Data for processing Block Start

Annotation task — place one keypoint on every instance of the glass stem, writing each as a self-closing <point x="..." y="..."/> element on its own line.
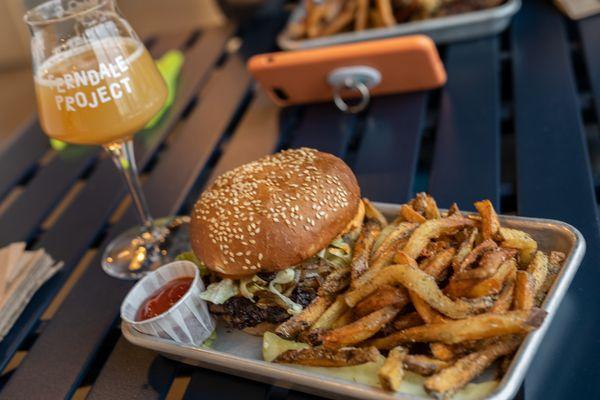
<point x="124" y="158"/>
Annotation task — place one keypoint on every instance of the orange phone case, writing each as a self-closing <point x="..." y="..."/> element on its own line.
<point x="406" y="63"/>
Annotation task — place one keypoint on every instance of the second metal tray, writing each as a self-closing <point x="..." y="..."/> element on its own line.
<point x="240" y="354"/>
<point x="453" y="28"/>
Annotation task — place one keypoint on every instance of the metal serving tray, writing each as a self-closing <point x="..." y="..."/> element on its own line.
<point x="241" y="354"/>
<point x="448" y="29"/>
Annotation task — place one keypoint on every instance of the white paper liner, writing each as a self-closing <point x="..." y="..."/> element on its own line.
<point x="187" y="321"/>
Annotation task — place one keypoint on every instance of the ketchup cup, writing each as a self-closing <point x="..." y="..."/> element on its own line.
<point x="187" y="321"/>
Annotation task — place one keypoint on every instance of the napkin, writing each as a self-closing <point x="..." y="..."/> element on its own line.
<point x="169" y="66"/>
<point x="22" y="273"/>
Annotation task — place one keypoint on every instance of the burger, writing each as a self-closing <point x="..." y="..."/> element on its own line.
<point x="270" y="232"/>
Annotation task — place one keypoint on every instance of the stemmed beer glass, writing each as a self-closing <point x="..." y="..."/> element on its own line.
<point x="96" y="84"/>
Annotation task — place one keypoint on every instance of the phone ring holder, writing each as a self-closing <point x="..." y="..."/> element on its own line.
<point x="358" y="78"/>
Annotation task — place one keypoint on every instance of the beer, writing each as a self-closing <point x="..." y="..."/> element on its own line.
<point x="98" y="93"/>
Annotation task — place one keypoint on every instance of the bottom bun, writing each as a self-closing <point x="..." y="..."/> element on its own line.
<point x="260" y="329"/>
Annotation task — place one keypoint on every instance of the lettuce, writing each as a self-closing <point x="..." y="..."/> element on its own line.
<point x="284" y="277"/>
<point x="190" y="256"/>
<point x="220" y="292"/>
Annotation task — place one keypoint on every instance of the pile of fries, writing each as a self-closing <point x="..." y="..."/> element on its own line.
<point x="441" y="294"/>
<point x="328" y="17"/>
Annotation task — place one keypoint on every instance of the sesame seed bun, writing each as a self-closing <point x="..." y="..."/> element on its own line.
<point x="273" y="213"/>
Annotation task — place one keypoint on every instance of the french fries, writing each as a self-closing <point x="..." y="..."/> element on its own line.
<point x="464" y="287"/>
<point x="321" y="15"/>
<point x="505" y="298"/>
<point x="428" y="205"/>
<point x="385" y="296"/>
<point x="333" y="313"/>
<point x="474" y="328"/>
<point x="335" y="282"/>
<point x="360" y="329"/>
<point x="408" y="321"/>
<point x="321" y="357"/>
<point x="432" y="229"/>
<point x="371" y="212"/>
<point x="441" y="351"/>
<point x="449" y="380"/>
<point x="362" y="248"/>
<point x="422" y="284"/>
<point x="391" y="373"/>
<point x="384" y="253"/>
<point x="524" y="295"/>
<point x="466" y="247"/>
<point x="427" y="314"/>
<point x="485" y="287"/>
<point x="490" y="225"/>
<point x="410" y="215"/>
<point x="437" y="265"/>
<point x="489" y="264"/>
<point x="521" y="241"/>
<point x="423" y="365"/>
<point x="293" y="326"/>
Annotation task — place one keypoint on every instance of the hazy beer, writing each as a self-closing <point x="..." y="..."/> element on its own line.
<point x="98" y="93"/>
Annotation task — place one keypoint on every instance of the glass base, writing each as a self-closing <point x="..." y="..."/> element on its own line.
<point x="138" y="251"/>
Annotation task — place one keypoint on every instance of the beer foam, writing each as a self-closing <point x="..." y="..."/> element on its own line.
<point x="104" y="48"/>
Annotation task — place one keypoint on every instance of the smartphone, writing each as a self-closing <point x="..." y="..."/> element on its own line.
<point x="405" y="64"/>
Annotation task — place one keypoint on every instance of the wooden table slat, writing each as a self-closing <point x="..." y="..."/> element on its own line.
<point x="386" y="160"/>
<point x="21" y="156"/>
<point x="78" y="227"/>
<point x="20" y="221"/>
<point x="257" y="134"/>
<point x="554" y="181"/>
<point x="208" y="385"/>
<point x="126" y="380"/>
<point x="23" y="217"/>
<point x="59" y="358"/>
<point x="466" y="162"/>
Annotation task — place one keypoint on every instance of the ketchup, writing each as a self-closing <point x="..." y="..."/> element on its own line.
<point x="161" y="300"/>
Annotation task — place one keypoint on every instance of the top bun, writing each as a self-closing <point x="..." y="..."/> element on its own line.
<point x="273" y="213"/>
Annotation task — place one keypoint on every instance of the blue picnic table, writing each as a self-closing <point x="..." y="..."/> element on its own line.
<point x="518" y="123"/>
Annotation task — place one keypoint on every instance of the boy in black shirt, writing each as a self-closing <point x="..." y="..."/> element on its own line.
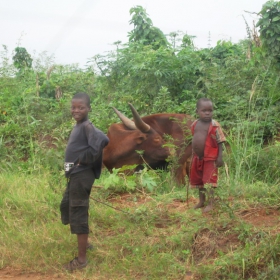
<point x="83" y="162"/>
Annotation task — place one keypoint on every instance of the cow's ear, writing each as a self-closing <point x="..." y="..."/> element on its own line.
<point x="141" y="139"/>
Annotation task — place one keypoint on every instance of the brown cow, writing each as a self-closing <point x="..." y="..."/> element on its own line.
<point x="150" y="134"/>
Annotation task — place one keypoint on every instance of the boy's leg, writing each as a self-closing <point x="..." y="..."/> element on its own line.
<point x="201" y="194"/>
<point x="210" y="176"/>
<point x="196" y="179"/>
<point x="80" y="188"/>
<point x="210" y="205"/>
<point x="64" y="206"/>
<point x="82" y="247"/>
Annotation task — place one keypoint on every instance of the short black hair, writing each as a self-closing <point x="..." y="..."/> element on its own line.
<point x="203" y="99"/>
<point x="84" y="96"/>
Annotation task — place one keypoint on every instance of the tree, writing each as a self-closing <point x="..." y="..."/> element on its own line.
<point x="22" y="59"/>
<point x="144" y="32"/>
<point x="269" y="25"/>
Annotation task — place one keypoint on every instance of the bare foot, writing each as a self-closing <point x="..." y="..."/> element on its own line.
<point x="198" y="205"/>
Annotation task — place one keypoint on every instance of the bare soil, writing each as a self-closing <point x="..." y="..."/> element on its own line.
<point x="206" y="246"/>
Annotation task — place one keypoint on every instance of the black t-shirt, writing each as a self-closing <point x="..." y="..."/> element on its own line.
<point x="85" y="146"/>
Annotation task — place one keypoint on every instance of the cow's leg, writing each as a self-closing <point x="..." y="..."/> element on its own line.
<point x="202" y="196"/>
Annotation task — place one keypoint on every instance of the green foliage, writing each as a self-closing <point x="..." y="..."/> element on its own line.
<point x="22" y="60"/>
<point x="144" y="32"/>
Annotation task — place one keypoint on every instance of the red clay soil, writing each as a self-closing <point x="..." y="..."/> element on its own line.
<point x="258" y="217"/>
<point x="18" y="274"/>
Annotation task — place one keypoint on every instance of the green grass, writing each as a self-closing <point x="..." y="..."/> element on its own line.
<point x="160" y="237"/>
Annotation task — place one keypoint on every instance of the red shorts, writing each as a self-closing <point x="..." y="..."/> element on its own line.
<point x="203" y="172"/>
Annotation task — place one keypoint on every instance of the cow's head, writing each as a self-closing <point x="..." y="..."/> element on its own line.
<point x="128" y="137"/>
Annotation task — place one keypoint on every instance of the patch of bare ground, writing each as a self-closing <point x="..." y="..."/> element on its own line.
<point x="267" y="218"/>
<point x="19" y="274"/>
<point x="207" y="244"/>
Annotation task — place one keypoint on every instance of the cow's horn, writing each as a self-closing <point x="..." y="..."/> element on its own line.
<point x="140" y="124"/>
<point x="126" y="121"/>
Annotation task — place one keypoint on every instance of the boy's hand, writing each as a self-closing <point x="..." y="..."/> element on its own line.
<point x="219" y="162"/>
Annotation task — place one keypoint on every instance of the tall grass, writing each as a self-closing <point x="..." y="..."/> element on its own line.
<point x="159" y="237"/>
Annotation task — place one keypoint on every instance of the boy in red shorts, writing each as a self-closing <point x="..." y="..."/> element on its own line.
<point x="207" y="152"/>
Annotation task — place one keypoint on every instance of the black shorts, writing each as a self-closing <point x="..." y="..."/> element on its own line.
<point x="75" y="202"/>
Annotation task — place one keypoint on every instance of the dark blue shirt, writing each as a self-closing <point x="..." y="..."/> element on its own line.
<point x="85" y="147"/>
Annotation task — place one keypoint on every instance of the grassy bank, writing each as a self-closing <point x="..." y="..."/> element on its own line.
<point x="159" y="237"/>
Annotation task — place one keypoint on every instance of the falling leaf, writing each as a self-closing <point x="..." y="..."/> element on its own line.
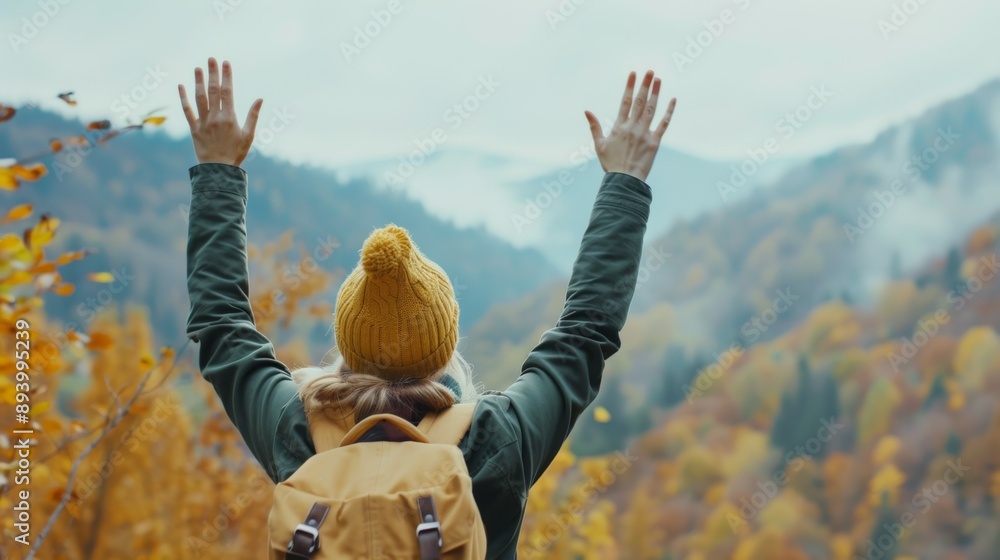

Data for processing Block End

## Assignment
Write out, word for word, the lines running from the one containing "boy's hand, writing" to the end of the data above; the pictures are to be left out.

## Solution
Annotation task — place one keypoint on every instance of the boy's hand, writing each as a self-closing <point x="..." y="..."/> element on its own line.
<point x="219" y="162"/>
Annotation task — place one keypoint on every instance of the tall grass, writing each as a self-closing <point x="..." y="..."/> element on its own line.
<point x="159" y="237"/>
Annotation task — place one keypoint on every instance of the boy in red shorts, writing each as a self-closing <point x="..." y="..."/> element on its own line.
<point x="207" y="152"/>
Annotation task — place one keypoint on every instance of the black shorts, writing each as a self-closing <point x="..." y="..."/> element on its own line.
<point x="75" y="202"/>
Annotation task — place one keypoint on every instance of the dark blue shirt, writing each as a self-closing <point x="..." y="..."/> element on its own line.
<point x="85" y="147"/>
Annotation task — place one keypoint on every instance of the grassy bank, writing each as a self-closing <point x="..." y="..."/> element on its own line.
<point x="159" y="237"/>
Annotation task — place one keypoint on every instance of the falling leaf, writing each as a self-closing <point x="..." y="..."/> element on its own line.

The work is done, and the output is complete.